_Task brief_.
Pick out every line of the records below that contains the string "parachutist", and copy each one. Case counts.

□ □ □

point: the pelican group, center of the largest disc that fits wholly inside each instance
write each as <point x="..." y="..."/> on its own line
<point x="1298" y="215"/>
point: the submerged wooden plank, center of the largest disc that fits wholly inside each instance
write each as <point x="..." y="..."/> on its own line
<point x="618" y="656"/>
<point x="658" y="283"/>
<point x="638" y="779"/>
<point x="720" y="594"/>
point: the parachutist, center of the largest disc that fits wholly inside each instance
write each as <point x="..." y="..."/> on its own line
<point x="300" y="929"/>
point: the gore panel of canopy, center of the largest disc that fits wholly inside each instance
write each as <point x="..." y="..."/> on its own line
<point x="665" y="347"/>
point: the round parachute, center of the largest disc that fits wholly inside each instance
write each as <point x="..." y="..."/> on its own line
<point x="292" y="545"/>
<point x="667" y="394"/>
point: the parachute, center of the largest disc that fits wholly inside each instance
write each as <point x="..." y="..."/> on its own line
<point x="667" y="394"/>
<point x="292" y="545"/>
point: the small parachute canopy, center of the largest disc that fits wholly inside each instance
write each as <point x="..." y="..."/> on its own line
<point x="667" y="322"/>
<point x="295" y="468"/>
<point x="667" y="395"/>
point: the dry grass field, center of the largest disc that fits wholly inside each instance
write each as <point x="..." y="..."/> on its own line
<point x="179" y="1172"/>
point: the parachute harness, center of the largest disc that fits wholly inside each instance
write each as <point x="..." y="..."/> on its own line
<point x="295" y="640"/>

□ □ □

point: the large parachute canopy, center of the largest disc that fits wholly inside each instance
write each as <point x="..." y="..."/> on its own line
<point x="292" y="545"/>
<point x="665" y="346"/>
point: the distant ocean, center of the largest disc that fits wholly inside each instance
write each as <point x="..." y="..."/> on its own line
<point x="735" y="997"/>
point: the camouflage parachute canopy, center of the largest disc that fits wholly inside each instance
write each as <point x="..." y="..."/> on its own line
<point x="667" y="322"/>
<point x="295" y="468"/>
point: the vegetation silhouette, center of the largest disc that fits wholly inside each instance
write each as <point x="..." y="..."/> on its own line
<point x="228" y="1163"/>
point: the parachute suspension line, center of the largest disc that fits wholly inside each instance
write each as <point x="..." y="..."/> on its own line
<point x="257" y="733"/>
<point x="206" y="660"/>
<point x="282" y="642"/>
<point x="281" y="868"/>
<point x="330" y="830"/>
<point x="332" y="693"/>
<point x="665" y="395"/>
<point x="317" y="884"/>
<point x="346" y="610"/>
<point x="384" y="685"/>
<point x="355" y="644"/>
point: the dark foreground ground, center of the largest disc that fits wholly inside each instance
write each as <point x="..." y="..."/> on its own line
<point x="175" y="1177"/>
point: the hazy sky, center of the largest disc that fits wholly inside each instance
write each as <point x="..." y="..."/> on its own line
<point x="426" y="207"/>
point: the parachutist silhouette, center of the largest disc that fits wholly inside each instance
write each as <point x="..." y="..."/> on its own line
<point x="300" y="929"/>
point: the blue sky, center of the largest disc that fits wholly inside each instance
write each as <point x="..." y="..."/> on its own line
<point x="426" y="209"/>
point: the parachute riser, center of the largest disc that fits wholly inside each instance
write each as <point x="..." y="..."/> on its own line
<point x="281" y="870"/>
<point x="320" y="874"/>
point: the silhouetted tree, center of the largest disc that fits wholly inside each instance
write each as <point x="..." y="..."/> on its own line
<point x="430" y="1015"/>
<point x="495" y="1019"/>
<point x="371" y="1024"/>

□ □ □

_Solution to this problem_.
point: the parachutist, center of the largest disc that fits wholly inside each instance
point: the parachutist silhouette, center of the largest disc that fits wholly inside each instance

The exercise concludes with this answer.